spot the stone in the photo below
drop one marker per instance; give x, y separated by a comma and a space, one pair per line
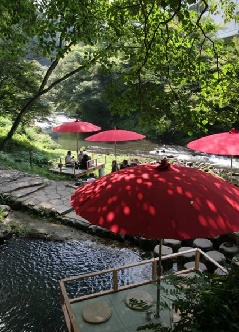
217, 257
174, 244
187, 257
229, 249
203, 244
5, 232
189, 265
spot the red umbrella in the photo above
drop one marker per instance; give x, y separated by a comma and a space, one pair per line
115, 135
226, 143
160, 202
76, 126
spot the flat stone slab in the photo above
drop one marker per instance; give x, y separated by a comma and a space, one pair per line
203, 244
189, 265
138, 300
165, 250
97, 312
228, 249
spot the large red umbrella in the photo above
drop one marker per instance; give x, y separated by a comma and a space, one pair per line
76, 126
156, 202
225, 143
115, 135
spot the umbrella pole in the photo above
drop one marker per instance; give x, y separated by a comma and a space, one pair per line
159, 272
77, 143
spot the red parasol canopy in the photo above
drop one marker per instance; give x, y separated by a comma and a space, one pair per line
164, 201
76, 126
115, 135
226, 143
179, 202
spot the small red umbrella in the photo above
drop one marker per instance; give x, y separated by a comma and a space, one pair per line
226, 143
115, 135
76, 126
160, 202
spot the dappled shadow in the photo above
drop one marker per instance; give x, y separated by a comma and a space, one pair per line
180, 203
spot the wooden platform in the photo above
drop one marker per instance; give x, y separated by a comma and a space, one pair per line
123, 318
74, 172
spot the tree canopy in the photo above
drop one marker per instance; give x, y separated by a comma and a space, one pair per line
175, 66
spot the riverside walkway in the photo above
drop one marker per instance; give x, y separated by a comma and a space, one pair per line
44, 197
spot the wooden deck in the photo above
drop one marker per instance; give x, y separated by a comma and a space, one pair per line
92, 166
123, 319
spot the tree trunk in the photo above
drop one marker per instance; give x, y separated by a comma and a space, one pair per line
42, 90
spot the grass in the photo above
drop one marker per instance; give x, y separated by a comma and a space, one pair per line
34, 152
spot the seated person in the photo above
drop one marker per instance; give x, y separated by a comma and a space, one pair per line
69, 160
84, 161
80, 156
91, 177
124, 164
114, 166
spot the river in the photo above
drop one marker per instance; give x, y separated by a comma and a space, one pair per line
147, 148
30, 271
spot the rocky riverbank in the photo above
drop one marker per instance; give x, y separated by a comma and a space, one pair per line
38, 207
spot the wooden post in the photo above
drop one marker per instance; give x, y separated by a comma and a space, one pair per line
115, 280
197, 260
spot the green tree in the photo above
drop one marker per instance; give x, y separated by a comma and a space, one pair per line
164, 38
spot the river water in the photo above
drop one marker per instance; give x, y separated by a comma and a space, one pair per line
30, 271
147, 148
· · · ·
• DIRECTIONS: Leave the images out and print each entry exactly.

• OUTPUT OF THE TASK:
spot the stone in the photo below
drop one marker per instance; give x, y separated by a comma and a space, one pair per line
217, 257
174, 244
187, 257
229, 249
203, 244
5, 232
189, 265
spot the red umbrella in the photo above
drop one marker per instance; give x, y separated by a comma and a space, one pair per line
115, 135
226, 143
160, 202
76, 126
spot the flat stone slab in the photo above
drop one marker per instance; give x, y separated by a comma and a space, one pair per line
203, 244
189, 265
138, 300
165, 250
97, 312
228, 249
spot the large red umbrella in the photo above
drop one marker per instance; give x, y separated by a comma and a space, one pair per line
76, 126
156, 202
225, 143
115, 135
spot the umbrella pole in the photo above
drop one marker per instance; give x, y separated by a comma and a space, one pair per line
159, 272
77, 143
spot the red parasol canopy in the photo above
drop one marker per instance; give x, y separated by a comma and a space, one pair per line
164, 201
76, 126
115, 135
226, 143
179, 202
spot the small red umbrella in the photo above
drop one marker per instance; give x, y separated by a comma and a space, one pair per line
226, 143
115, 135
76, 126
160, 202
spot the dappled shadow in the photo above
drop one marker per instance; give x, y separated by a comma and a space, one pair per line
180, 203
spot the wooden platform in the photo above
drop one marker per instance; give x, y separated by a comma and a space, one pair per line
123, 318
74, 172
spot the tree canopy in the photo above
drop one marker per instance; give x, y separated by a comma and a space, one pair per line
175, 66
spot the riverside walkway in the photo above
drop one marker per instance; give x, y separated by a comma and a space, one pair per line
44, 197
spot the wooden deck in the photo above
drop one marker per instance; give x, y separated by a comma and a space, one pair per line
92, 166
123, 319
spot the tree trunk in the photo above
drop one marker per instance; give x, y separated by a comma and a space, one pair per line
42, 90
spot the grass in the photo above
drop one marker per instance; give x, y separated by a comma and a space, one pair per line
34, 152
spot the seated person in the photo above
drop one marker per instance; give x, y separated by a comma and a space, one pair per line
69, 160
84, 161
80, 156
91, 177
124, 164
114, 166
spot the river in the photo above
drop one marker per instance; give x, y separated by a comma and a space, one pair per line
147, 148
30, 271
spot the rocky riverbank in the photo above
drop one marker per instance; give x, y separated by a comma and a space, one pair per line
38, 207
spot the wooden post in the photo above
drop one marker per instance; give x, y separated by a comma and a space, one pair per line
115, 280
197, 260
spot the green tree in the photo above
drop one marker per instance; give x, y separated by a comma and a space, one pair per line
164, 38
spot the river water in the photo above
drop one marker per instance; give x, y separated by a comma and a space, one pair per line
30, 271
147, 148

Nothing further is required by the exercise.